Segment Open
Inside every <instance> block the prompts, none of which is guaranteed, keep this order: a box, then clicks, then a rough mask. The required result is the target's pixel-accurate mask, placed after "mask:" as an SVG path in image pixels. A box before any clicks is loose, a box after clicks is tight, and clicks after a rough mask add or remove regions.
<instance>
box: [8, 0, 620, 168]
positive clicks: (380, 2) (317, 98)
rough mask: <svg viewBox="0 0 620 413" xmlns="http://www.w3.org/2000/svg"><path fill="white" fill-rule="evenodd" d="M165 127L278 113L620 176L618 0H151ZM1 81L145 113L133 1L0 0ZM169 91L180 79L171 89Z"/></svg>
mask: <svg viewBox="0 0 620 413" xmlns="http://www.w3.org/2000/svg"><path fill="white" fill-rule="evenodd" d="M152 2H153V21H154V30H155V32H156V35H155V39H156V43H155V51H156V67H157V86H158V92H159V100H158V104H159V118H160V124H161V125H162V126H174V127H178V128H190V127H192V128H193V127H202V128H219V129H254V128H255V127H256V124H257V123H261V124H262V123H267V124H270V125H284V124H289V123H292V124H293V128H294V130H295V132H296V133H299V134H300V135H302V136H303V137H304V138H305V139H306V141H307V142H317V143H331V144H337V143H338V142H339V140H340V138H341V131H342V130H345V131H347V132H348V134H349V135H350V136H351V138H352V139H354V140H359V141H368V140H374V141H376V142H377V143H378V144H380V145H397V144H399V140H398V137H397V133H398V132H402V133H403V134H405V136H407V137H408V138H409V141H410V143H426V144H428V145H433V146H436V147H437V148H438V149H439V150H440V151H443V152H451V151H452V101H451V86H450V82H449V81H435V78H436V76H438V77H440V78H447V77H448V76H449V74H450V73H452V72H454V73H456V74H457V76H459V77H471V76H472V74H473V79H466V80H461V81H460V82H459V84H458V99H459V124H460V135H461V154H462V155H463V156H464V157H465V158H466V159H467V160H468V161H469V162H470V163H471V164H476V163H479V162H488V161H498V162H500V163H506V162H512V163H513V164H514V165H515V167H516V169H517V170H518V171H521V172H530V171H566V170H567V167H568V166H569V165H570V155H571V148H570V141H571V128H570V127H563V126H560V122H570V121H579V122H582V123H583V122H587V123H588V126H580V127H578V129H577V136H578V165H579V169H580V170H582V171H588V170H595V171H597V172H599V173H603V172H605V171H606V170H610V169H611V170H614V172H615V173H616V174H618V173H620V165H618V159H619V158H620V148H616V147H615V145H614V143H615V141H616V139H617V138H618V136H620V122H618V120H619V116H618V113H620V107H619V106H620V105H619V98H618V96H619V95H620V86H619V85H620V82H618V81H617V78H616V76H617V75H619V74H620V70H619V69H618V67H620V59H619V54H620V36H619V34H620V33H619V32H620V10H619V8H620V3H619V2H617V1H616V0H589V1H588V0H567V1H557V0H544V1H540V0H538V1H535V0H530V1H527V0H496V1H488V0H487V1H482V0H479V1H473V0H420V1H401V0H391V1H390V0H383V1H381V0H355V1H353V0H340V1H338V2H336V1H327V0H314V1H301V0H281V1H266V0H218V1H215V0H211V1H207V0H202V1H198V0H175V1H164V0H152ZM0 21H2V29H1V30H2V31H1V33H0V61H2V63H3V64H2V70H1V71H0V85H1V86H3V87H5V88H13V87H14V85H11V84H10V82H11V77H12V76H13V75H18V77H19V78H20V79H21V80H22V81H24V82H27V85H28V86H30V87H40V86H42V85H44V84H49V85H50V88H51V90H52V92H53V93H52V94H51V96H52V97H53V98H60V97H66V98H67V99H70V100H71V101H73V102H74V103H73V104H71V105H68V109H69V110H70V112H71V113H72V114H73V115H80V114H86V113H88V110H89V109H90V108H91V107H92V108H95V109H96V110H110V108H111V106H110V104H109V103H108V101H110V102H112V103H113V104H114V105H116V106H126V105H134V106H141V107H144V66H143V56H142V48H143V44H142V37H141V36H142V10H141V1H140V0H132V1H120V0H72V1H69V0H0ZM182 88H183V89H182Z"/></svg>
Segment Closed
__YOUR GOAL__: Which lines above include "clicks"? Show each of them by copying it.

__TASK RESULT__:
Inside every <instance> block the prompts, none of which is guaranteed, keep this order: a box, then clicks, then a rough mask. The required result is the target's pixel-accurate mask, placed after "mask:" as an SVG path in image pixels. A box before any clicks is loose, a box after clicks is tight, and clicks after a rough mask add or remove regions.
positive clicks: (380, 2) (317, 98)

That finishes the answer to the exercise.